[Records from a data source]
+ + + + + + +

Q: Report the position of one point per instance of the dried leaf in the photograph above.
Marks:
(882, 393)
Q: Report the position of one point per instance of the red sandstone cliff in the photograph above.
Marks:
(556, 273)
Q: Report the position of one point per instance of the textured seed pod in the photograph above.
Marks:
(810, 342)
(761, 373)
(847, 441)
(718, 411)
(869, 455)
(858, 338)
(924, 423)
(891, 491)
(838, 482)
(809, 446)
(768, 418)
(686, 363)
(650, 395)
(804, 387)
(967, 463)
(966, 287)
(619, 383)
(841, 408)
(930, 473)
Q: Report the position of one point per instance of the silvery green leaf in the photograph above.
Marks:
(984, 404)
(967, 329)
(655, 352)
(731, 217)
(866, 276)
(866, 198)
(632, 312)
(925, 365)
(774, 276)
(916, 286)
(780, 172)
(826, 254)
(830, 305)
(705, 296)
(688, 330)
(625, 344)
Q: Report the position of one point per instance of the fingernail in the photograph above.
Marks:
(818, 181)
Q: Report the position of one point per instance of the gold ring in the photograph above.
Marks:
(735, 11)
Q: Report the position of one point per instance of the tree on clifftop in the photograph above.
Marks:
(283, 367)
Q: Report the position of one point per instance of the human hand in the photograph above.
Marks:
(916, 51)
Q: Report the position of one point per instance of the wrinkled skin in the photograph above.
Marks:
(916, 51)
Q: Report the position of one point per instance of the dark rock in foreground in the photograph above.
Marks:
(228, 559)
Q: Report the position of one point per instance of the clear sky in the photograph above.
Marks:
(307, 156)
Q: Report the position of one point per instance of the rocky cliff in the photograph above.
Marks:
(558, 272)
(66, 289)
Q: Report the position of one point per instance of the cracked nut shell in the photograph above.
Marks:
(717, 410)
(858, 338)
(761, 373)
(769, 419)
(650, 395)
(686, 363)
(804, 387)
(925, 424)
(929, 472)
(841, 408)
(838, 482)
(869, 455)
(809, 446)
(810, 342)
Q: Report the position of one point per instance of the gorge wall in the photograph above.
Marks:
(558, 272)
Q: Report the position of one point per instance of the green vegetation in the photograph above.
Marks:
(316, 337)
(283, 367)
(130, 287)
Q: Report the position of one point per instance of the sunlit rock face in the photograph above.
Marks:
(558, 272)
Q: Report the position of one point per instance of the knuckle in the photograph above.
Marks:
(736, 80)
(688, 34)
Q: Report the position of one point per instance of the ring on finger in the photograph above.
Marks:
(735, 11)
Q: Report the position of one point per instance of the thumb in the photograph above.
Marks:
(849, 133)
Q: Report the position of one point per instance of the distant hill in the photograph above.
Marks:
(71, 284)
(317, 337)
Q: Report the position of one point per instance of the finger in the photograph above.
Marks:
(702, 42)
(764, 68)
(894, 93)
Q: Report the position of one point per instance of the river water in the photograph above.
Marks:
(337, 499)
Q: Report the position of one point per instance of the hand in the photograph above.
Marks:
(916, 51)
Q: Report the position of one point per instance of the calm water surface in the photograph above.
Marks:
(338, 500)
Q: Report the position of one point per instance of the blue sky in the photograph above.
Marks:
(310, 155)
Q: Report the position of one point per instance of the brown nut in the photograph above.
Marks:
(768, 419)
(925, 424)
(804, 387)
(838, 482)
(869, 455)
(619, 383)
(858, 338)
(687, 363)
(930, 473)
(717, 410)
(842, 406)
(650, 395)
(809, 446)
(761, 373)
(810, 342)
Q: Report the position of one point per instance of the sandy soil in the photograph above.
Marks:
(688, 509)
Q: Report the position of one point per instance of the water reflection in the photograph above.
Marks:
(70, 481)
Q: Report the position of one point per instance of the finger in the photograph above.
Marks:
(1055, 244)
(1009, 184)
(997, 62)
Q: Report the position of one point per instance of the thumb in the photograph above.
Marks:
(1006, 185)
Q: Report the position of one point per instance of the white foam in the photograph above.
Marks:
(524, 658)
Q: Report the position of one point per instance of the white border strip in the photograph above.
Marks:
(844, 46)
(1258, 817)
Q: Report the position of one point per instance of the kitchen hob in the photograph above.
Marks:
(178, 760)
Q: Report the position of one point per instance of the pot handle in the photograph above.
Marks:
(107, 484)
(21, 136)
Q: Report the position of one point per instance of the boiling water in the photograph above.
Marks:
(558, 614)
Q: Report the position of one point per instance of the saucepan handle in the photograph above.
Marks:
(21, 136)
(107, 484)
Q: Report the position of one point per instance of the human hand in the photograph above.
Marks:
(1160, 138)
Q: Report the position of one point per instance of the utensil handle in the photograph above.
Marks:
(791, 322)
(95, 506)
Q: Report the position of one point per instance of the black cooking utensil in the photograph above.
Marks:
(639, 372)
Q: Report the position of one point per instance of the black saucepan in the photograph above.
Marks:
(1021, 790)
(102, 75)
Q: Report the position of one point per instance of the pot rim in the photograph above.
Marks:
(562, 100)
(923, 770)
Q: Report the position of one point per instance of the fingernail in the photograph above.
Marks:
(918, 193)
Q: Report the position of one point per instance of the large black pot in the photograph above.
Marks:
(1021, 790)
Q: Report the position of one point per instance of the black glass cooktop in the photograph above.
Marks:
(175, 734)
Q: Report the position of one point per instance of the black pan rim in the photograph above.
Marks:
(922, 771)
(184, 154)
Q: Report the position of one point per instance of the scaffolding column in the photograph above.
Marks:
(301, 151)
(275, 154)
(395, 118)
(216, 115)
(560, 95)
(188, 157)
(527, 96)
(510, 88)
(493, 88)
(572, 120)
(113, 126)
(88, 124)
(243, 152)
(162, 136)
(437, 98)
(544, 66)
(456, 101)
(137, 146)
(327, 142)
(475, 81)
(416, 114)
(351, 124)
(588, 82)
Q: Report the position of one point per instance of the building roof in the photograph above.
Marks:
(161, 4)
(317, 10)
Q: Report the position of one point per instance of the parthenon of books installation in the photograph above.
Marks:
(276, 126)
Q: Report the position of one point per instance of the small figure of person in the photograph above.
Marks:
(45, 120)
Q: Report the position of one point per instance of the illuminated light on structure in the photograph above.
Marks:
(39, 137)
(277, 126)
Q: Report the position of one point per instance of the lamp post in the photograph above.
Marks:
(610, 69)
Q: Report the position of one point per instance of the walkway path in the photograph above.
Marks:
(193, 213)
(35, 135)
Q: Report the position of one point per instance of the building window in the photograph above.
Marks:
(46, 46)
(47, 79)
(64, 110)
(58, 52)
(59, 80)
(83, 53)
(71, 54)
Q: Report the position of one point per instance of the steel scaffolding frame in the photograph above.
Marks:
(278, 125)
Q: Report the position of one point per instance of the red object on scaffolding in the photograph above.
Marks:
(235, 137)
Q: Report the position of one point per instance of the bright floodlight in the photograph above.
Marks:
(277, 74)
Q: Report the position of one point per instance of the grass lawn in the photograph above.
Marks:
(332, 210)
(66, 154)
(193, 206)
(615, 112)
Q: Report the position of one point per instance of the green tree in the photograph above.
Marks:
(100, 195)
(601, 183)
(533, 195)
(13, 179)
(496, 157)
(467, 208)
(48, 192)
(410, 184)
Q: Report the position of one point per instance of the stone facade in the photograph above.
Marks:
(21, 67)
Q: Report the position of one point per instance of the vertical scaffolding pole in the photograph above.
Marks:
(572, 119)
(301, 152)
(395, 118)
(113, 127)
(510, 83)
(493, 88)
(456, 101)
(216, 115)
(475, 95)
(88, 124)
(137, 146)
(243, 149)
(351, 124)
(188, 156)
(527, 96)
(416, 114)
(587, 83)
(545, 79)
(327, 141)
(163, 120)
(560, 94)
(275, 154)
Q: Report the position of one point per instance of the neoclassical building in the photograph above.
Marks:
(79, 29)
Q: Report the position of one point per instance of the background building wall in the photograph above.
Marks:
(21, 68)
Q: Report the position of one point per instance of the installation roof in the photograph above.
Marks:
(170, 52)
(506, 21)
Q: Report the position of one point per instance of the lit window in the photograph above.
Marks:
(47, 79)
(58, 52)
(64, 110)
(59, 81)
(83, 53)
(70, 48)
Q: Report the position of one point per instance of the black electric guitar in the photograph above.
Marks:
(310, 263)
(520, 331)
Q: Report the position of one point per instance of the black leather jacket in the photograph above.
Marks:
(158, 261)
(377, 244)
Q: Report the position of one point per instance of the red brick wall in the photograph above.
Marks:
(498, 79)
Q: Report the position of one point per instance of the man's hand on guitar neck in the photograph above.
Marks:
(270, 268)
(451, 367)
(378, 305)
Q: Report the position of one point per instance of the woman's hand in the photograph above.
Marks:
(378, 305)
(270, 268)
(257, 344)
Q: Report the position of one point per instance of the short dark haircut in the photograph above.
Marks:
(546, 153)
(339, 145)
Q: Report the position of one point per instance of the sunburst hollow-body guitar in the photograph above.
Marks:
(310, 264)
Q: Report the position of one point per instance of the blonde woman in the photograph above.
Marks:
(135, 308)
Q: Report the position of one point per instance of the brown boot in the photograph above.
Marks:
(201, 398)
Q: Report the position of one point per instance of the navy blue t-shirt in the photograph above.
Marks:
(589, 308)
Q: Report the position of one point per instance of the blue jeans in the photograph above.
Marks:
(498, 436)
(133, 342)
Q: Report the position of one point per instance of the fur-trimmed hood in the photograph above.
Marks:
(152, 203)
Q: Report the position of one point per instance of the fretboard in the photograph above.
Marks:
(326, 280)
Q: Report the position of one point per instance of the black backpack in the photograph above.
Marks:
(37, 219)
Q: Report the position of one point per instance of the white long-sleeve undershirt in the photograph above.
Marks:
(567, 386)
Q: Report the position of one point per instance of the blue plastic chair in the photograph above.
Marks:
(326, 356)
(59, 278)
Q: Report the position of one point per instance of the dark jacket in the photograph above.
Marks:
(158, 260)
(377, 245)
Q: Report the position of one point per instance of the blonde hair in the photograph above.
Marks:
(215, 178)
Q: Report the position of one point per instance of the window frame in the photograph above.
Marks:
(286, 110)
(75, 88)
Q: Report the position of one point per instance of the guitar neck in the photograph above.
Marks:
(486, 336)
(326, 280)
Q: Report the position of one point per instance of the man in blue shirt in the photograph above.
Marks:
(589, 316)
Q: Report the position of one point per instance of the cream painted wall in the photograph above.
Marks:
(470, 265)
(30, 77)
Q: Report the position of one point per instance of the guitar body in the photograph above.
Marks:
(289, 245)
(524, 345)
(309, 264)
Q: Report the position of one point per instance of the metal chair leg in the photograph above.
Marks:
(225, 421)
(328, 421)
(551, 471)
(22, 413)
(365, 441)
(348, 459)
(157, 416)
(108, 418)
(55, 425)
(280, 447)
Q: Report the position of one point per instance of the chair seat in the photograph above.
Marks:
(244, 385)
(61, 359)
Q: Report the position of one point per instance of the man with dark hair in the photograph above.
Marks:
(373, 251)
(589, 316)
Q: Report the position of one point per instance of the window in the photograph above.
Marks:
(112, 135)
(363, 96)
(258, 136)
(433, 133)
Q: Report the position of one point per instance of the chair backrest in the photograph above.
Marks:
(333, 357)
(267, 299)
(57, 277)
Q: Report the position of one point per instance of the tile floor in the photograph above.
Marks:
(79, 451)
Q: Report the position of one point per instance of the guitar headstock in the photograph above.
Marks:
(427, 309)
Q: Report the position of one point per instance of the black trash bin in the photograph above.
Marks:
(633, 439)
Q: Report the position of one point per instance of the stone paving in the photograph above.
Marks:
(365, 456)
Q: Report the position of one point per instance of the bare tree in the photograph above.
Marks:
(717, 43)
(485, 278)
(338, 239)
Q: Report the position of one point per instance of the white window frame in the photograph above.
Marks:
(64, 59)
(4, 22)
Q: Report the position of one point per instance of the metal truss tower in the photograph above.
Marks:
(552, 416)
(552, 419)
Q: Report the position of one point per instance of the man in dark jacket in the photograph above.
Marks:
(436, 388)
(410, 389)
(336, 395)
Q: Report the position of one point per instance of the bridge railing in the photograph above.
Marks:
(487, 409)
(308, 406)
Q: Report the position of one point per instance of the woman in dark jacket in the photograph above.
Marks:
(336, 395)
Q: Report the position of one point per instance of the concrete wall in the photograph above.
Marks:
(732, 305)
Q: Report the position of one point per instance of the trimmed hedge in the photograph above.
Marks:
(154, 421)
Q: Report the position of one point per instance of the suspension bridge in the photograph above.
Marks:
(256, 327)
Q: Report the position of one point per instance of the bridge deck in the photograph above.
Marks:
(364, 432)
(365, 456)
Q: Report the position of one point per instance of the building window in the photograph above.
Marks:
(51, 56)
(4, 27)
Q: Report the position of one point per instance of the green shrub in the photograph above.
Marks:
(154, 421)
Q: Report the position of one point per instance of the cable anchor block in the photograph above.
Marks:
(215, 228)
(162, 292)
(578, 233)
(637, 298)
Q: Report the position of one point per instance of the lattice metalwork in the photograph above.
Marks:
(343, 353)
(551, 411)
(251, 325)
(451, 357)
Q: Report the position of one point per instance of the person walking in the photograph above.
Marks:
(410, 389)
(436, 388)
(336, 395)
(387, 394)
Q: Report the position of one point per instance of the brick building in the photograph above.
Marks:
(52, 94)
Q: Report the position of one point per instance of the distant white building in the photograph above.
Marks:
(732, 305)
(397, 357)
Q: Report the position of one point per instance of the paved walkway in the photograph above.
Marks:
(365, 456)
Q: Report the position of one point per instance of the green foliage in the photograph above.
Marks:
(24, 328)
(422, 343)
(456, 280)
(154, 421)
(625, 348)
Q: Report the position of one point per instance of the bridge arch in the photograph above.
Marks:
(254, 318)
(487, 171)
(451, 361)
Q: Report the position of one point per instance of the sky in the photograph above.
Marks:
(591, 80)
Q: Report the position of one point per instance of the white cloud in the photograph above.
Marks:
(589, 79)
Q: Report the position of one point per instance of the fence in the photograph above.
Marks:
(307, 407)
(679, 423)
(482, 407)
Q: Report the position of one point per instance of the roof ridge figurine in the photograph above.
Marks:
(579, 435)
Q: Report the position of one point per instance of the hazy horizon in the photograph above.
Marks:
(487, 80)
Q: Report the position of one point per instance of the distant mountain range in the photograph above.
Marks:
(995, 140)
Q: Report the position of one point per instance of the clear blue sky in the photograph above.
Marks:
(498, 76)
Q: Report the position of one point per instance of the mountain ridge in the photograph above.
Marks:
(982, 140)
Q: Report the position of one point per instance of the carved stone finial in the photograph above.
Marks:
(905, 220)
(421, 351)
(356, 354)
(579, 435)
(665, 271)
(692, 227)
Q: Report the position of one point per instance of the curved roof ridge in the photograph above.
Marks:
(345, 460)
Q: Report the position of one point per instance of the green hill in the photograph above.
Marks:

+ + + + + + +

[What to do]: Show a copy of each line from the records above in which the string "building" occurs.

[Finished exercise]:
Q: Report the position of one point per instance of the building roof in the photograph above.
Q: Report the position of one point per instance of the building window in the photograph above.
Q: Report the position of one point per instance of the neoclassical building in the photograph above.
Q: Report the position of one point per instance of the background building wall in the photograph above.
Q: Report the position of one point per instance of the building window in the photograph above.
Q: Report the position of one point per instance of the brick building in the photograph above.
Q: Report the position of one point per instance of the distant white building in the photograph above.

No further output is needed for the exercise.